Task: Revise the items below by replacing every "Indicate" with "Mark" and keeping everything else the same. Omit the pictures from your version.

Object location annotation data
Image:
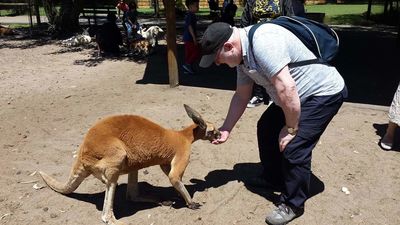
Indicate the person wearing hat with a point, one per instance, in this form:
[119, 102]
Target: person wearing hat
[305, 99]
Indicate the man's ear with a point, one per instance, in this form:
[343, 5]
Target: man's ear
[228, 46]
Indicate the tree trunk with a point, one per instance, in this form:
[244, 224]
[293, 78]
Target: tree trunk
[50, 10]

Response below:
Image:
Mark the person wearing hat with a point, one per instance, in this form:
[119, 102]
Target: person wearing hat
[305, 99]
Mark the man's ear with a point, one per instance, in this form:
[343, 5]
Target: man's ear
[228, 46]
Mark the tree trunk with a point, one per instance, in this form:
[244, 224]
[293, 78]
Target: tree trunk
[50, 10]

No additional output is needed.